What is expected:
Every line from the one containing "Target: tall sandstone pinnacle" to the one containing "Target: green foliage" in the records below, both included, must be set down exactly, and no other line.

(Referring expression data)
◇ ◇ ◇ ◇

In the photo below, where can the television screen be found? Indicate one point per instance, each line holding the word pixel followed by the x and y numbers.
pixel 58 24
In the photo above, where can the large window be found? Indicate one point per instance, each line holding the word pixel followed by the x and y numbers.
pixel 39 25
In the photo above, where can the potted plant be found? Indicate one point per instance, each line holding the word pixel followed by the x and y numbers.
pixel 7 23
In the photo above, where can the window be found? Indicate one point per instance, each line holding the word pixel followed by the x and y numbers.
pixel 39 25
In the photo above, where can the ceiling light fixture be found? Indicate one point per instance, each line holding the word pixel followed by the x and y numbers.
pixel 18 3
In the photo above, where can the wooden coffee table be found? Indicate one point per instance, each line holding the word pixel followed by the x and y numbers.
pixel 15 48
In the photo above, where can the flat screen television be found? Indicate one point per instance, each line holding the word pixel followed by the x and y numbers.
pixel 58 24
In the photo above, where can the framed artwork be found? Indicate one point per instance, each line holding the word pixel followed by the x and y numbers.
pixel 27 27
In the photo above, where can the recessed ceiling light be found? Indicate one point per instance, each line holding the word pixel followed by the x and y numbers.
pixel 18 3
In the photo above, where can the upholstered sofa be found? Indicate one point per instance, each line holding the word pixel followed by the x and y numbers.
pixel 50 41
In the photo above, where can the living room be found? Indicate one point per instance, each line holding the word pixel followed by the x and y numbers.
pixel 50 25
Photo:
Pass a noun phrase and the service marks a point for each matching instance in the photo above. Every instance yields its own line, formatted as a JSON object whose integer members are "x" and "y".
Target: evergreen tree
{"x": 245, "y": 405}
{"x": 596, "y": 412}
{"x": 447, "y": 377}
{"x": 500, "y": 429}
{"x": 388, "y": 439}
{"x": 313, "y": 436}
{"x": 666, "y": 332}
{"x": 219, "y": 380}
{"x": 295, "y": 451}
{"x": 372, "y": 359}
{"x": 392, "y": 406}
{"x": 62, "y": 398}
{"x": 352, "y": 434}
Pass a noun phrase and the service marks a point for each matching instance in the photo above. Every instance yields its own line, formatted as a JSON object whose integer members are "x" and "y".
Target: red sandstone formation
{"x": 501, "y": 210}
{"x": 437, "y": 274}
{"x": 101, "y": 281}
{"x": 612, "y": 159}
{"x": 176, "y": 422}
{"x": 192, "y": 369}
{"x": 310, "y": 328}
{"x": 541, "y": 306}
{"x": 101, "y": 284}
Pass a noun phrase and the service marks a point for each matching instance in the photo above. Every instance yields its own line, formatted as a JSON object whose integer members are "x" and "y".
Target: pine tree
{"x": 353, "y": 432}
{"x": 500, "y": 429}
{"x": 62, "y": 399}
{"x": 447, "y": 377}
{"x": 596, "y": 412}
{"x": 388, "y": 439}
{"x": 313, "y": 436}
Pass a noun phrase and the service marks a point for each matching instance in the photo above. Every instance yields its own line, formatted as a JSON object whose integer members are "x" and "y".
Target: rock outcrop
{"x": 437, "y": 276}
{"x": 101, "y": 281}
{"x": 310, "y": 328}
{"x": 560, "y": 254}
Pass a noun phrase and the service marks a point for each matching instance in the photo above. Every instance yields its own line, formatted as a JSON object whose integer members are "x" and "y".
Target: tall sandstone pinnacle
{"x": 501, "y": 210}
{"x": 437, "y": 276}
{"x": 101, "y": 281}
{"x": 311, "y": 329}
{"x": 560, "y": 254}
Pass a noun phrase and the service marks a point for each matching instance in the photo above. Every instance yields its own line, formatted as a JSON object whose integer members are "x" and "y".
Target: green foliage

◇ ◇ ◇ ◇

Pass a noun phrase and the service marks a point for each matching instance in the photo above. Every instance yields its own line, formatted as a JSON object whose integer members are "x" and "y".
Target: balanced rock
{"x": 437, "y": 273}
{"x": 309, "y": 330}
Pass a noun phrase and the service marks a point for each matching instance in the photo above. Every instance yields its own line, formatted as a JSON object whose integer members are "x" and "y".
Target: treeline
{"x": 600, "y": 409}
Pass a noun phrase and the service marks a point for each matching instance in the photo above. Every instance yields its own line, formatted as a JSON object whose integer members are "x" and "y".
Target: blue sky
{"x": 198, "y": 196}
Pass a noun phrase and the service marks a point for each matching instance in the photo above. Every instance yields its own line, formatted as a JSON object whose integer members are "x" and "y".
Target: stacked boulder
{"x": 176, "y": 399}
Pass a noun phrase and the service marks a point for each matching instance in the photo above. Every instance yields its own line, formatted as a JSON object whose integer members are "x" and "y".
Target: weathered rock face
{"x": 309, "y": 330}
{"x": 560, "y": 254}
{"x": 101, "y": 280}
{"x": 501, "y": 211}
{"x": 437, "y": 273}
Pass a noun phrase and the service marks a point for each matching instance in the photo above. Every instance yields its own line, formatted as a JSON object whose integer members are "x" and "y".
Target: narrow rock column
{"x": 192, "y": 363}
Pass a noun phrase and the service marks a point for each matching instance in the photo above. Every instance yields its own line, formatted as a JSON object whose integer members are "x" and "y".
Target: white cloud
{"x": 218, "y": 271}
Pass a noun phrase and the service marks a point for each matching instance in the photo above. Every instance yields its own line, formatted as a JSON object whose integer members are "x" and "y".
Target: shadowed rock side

◇ ◇ ◇ ◇

Result:
Target: tall sandstone pinnacle
{"x": 501, "y": 210}
{"x": 437, "y": 276}
{"x": 101, "y": 281}
{"x": 311, "y": 329}
{"x": 560, "y": 254}
Pass a noun phrase and the service marks a point for each matching instance in the photo above. Every instance yields its own line, formatted as a JSON object whose integer members are "x" and "y".
Target: green foliage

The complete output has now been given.